- **EXERCISE TASKS**:
**1)** In the OpenSM code review, what should the VERBOSE messages be changed to?
**2)** Continue the OpenSM code review from its final line.

-- Begin PROVIDED PASSAGE --

The intention was to mark the port as invalid which would disable polling on this port.  Upon review, I you are right that this is incorrect behaviour.

However, If you continue with the poll on the original port and the redirect is not supported then you will end up in a loop getting CPI responses without any indication of error...  I would recommend changing the VERBOSE messages above to ERROR entries.  This would allow the user to see that a port is returning a redirect which OpenSM can't handle.

> > +	/* LID redirection support (easier than GID redirection) */
> > +	cl_plock_acquire(&pm->osm->lock);
> 
> Port number is already validated before handle_redirect is called, right ?

Yes.

> 
> > +	p_mon_node->port[port].redirection = TRUE;
> > +	p_mon_node->port[port].valid = valid;
> > +	memcpy(&p_mon_node->port[port].gid, &cpi->redir_gid,
> > +	       sizeof(ib_gid_t));
> > +	p_mon_node->port[port].lid = cpi->redir_lid;
> > +	p_mon_node->port[port].qp = cpi->redir_qp;
> > +	p_mon_node->port[port].pkey = cpi->redir_pkey;
> > +	if (pkey_ix != -1)
> > +		p_mon_node->port[port].pkey_ix = pkey_ix;
> 
> Add:
> 	p_mon_node->port[port].cpi_valid = FALSE;
> here
> 
> > +	cl_plock_release(&pm->osm->lock);
> > +
> > +	if (valid) {
> 
> If check for valid above LID redirection comment, don't need if (valid)
> clause here.

Right.

> 
> > +		/* Finally, issue a CPI query to the redirected location */
> > +		cl_plock_acquire(&pm->osm->lock);
> > +		p_mon_node->port[port].cpi_valid = FALSE;
> > +		cl_plock_release(&pm->osm->lock);
> 
> Eliminate extra lock/unlock and move cpi_valid above where indicated.

Agreed.

Ira

> 
> -- Hal
> 
> > +		status = perfmgr_send_cpi_mad(pm, cpi->redir_lid,
> > +					      cpi->redir_qp, pkey_ix,
> > +					      port, mad_context,
> > +					      0); /* FIXME SL != 0 */
> > +		if (status != IB_SUCCESS)
> > +			OSM_LOG(pm->log, OSM_LOG_ERROR, "ERR 5414: "
> > +				"Failed to send redirected CPI MAD "
> > +				"for node %s (0x%" PRIx64 ") port %d\n",
> > +				p_mon_node->name, p_mon_node->guid, port);
> > +	}
> > +}
> > +
> >  /**********************************************************************
> >   * The dispatcher uses a thread pool which will call this function when
> >   * there is a thread available to process the mad received on the wire.
> > @@ -1281,8 +1371,6 @@ static void pc_recv_process(void *context, void *data)

-- End PROVIDED PASSAGE --
-- Begin ROWS --

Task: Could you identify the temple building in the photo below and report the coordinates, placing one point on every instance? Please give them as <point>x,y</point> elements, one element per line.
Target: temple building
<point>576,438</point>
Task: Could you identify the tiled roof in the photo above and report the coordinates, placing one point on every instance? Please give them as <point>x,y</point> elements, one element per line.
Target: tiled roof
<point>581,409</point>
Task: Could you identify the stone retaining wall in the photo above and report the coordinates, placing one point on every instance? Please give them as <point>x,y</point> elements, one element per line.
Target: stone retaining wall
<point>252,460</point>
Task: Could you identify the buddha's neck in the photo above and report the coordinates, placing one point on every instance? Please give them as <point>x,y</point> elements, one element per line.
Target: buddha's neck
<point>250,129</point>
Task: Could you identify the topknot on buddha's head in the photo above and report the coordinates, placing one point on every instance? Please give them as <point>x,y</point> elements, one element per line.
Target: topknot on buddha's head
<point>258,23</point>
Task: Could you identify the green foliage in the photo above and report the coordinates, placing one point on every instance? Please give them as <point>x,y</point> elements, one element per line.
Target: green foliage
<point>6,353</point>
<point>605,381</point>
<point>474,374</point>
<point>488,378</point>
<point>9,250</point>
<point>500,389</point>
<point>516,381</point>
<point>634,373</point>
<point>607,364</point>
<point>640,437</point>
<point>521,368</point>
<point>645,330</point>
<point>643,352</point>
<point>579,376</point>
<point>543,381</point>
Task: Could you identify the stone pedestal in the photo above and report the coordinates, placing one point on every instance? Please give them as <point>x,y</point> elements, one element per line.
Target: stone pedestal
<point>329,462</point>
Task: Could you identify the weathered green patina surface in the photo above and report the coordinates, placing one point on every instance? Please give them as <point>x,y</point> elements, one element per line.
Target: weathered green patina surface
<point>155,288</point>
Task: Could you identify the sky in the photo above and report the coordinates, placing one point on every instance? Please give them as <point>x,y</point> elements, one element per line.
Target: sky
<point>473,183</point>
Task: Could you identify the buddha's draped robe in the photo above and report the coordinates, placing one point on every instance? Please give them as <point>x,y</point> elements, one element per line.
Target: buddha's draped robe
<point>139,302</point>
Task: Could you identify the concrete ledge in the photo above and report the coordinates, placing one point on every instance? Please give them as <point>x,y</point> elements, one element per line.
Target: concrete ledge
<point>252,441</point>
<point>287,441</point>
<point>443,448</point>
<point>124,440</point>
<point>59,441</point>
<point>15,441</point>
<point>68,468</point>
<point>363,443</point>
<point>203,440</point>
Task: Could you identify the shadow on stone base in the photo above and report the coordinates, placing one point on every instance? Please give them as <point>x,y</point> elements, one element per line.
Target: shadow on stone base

-- End ROWS --

- **TASK-BY-TASK OUTPUTS**:
**1)** ERROR entries.

**2)**
> >  	perfmgr_db_data_cnt_reading_t data_reading;
> >  	cl_map_item_t *p_node;
> >  	monitored_node_t *p_mon_node;
> > -	int16_t pkey_ix = 0;
> > -	boolean_t valid = TRUE;
> >  	ib_class_port_info_t *cpi = NULL;
> >  
> >  	OSM_LOG_ENTER(pm->log);
> > @@ -1334,112 +1422,15 @@ static void pc_recv_process(void *context, void *data)
> >  			p_mon_node->port[port].cpi_valid = TRUE;
> >  		}
> >  		cl_plock_release(&pm->osm->lock);
> > -	}
> > -
> > -	/* Response could also be redirection (IBM eHCA PMA does this) */
> > -	if (p_mad->status & IB_MAD_STATUS_REDIRECT) {
> > -		char gid_str[INET6_ADDRSTRLEN];
> > -		ib_api_status_t status;
> >  
> > -		CL_ASSERT(cpi); /* Redirect should have returned CPI
> > -					(processed in previous block) */
> > -
> > -		OSM_LOG(pm->log, OSM_LOG_VERBOSE,
> > -			"Redirection to LID %u GID %s QP 0x%x received\n",
> > -			cl_ntoh16(cpi->redir_lid),
> > -			inet_ntop(AF_INET6, cpi->redir_gid.raw, gid_str,
> > -				  sizeof gid_str), cl_ntoh32(cpi->redir_qp));
> > +		/* Response could also be redirection (IBM eHCA PMA does this) */
> > +		if (p_mad->status & IB_MAD_STATUS_REDIRECT)
> > +			handle_redirect(pm, cpi, p_mon_node, port,
> > +					mad_context);
> >  
> > -		if (!pm->subn->opt.perfmgr_redir) {
> > -			OSM_LOG(pm->log, OSM_LOG_VERBOSE,
> > -				"Redirection requested but disabled\n");
> > -			valid = FALSE;
> > -		}
> > -
> > -		/* valid redirection ? */
> > -		if (cpi->redir_lid == 0) {
> > -			if (!ib_gid_is_notzero(&cpi->redir_gid)) {
> > -				OSM_LOG(pm->log, OSM_LOG_VERBOSE,
> > -					"Invalid redirection "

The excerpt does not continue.